## start Extract
# Dataset

In [2]:
import pandas as pd

# Defining the dataset
data = {
    'Outlook': ['Sunny', 'Sunny', 'Overcast', 'Rain', 'Rain', 'Rain', 'Overcast', 'Sunny', 'Sunny', 'Rain', 'Sunny', 'Overcast', 'Overcast', 'Rain'],
    'Temp': [85, 80, 83, 70, 68, 65, 64, 72, 69, 75, 75, 72, 81, 71],
    'Humidity': [85, 90, 78, 96, 80, 70, 65, 95, 70, 80, 70, 90, 75, 80],
    'Wind': ['Weak', 'Strong', 'Weak', 'Weak', 'Weak', 'Strong', 'Strong', 'Weak', 'Weak', 'Weak', 'Strong', 'Strong', 'Weak', 'Strong'],
    'Decision': ['No', 'No', 'Yes', 'Yes', 'Yes', 'No', 'Yes', 'No', 'Yes', 'Yes', 'Yes', 'Yes', 'Yes', 'No']
}

df = pd.DataFrame(data)
df


Unnamed: 0,Outlook,Temp,Humidity,Wind,Decision
0,Sunny,85,85,Weak,No
1,Sunny,80,90,Strong,No
2,Overcast,83,78,Weak,Yes
3,Rain,70,96,Weak,Yes
4,Rain,68,80,Weak,Yes
5,Rain,65,70,Strong,No
6,Overcast,64,65,Strong,Yes
7,Sunny,72,95,Weak,No
8,Sunny,69,70,Weak,Yes
9,Rain,75,80,Weak,Yes


# C 4.5 Algorithm Implementation

In [3]:
import numpy as np

def calculate_entropy(y):
    """Calculate the entropy of the labels."""
    value_counts = np.unique(y, return_counts=True)[1]
    probabilities = value_counts / len(y)
    return -np.sum(probabilities * np.log2(probabilities + 1e-9))  # Adding a small value to avoid log(0)

def calculate_gain_ratio(df, feature, target):
    """Calculate Gain Ratio for the feature."""
    total_entropy = calculate_entropy(df[target])
## end Extract
## start Dataset content
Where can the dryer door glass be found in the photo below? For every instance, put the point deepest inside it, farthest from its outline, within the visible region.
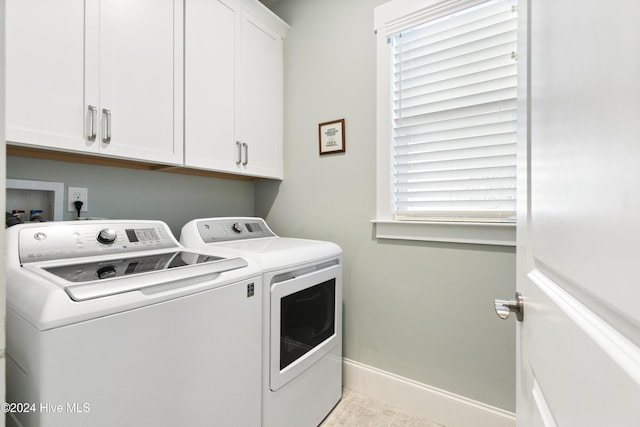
(307, 319)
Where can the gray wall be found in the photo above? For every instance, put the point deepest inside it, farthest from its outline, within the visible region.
(419, 310)
(119, 193)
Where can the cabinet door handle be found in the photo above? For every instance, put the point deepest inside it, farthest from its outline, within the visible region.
(246, 153)
(239, 147)
(92, 123)
(107, 124)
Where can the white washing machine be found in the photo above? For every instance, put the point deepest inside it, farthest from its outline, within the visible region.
(114, 323)
(302, 315)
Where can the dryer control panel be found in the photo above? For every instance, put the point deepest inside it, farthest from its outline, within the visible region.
(228, 229)
(51, 241)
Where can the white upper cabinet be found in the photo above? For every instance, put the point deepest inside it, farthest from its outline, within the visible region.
(45, 74)
(99, 76)
(211, 28)
(234, 87)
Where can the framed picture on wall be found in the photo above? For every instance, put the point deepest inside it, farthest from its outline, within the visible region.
(331, 135)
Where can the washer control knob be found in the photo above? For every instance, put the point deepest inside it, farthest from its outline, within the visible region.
(107, 236)
(106, 272)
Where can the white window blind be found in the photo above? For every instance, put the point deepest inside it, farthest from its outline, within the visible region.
(454, 116)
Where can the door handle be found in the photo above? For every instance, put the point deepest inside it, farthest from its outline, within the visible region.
(94, 118)
(246, 153)
(239, 147)
(504, 307)
(107, 120)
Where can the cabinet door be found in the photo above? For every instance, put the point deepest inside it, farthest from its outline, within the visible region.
(210, 57)
(45, 74)
(260, 102)
(141, 79)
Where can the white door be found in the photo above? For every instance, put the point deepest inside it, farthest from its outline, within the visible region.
(578, 253)
(140, 78)
(45, 74)
(210, 66)
(260, 102)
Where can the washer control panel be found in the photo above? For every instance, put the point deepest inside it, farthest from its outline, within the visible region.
(49, 241)
(214, 230)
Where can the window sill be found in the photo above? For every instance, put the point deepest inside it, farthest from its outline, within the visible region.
(454, 232)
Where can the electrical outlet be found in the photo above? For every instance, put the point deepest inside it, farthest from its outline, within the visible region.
(75, 194)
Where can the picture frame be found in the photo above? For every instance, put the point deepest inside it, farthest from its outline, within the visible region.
(331, 137)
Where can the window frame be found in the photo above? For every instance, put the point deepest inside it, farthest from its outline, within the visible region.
(390, 18)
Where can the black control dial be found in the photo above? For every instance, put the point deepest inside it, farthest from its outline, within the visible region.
(107, 236)
(106, 272)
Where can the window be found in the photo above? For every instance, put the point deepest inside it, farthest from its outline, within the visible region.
(447, 111)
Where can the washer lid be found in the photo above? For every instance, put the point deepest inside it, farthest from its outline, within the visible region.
(108, 286)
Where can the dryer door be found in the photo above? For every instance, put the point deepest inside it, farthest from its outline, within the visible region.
(306, 321)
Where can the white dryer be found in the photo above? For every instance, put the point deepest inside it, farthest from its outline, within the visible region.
(302, 315)
(114, 323)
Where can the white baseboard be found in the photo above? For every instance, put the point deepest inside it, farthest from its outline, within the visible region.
(422, 400)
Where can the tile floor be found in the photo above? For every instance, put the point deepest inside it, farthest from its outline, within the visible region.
(359, 410)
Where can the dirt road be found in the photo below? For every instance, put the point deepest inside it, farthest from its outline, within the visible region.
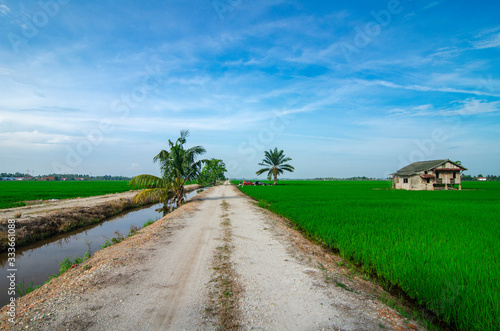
(217, 262)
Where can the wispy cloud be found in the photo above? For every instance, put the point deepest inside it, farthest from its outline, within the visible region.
(463, 108)
(422, 88)
(4, 10)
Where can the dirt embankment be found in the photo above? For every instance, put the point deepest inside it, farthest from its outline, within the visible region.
(36, 222)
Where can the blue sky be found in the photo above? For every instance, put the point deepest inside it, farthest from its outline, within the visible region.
(357, 88)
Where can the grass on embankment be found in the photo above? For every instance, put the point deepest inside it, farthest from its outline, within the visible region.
(15, 193)
(441, 247)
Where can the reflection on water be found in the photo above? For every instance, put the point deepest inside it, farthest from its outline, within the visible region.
(36, 262)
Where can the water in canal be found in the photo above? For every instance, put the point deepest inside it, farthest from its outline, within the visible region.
(36, 262)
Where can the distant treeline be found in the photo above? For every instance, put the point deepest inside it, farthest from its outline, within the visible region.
(57, 177)
(350, 178)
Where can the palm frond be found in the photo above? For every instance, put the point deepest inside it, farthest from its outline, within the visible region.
(148, 181)
(154, 194)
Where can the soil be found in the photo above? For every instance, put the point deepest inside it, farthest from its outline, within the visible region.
(39, 221)
(218, 262)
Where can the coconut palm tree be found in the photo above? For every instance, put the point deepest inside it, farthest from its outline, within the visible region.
(178, 165)
(274, 163)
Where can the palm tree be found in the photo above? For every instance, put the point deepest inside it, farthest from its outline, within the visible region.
(274, 162)
(178, 165)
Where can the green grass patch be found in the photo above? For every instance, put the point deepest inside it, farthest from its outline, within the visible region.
(441, 247)
(14, 193)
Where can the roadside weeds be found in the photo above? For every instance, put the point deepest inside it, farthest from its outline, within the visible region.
(224, 295)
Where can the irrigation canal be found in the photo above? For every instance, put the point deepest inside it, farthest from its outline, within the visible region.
(38, 261)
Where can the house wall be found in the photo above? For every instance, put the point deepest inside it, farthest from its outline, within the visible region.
(415, 182)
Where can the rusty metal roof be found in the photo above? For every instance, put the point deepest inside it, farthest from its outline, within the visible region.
(415, 167)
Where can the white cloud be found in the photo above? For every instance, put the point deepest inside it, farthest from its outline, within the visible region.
(464, 108)
(4, 10)
(429, 88)
(489, 42)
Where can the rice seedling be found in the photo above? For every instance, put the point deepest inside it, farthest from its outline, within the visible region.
(441, 247)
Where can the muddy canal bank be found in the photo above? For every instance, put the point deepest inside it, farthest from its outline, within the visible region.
(38, 222)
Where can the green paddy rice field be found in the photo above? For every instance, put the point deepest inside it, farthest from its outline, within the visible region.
(441, 247)
(14, 193)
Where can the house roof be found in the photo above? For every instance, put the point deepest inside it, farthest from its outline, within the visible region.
(415, 167)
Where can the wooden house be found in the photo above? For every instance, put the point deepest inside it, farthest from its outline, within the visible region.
(429, 175)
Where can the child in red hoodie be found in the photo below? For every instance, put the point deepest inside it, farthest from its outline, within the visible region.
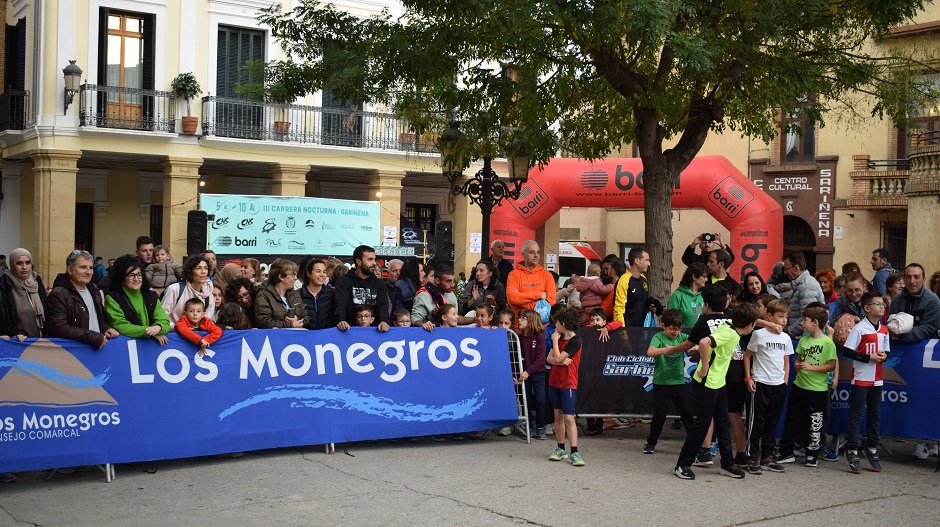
(532, 341)
(193, 320)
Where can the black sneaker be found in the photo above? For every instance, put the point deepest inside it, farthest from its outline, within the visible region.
## end Dataset content
» Set tasks
a: In the notebook, what small value is added to the probabilities inside the logarithm to avoid log(0)?
b: Quote the notebook from "# C 4.5 Algorithm" to "value_counts / len(y)".

» Answers to the exercises
a: 1e-9

b:
# C 4.5 Algorithm Implementation

In [3]:
import numpy as np

def calculate_entropy(y):
    """Calculate the entropy of the labels."""
    value_counts = np.unique(y, return_counts=True)[1]
    probabilities = value_counts / len(y)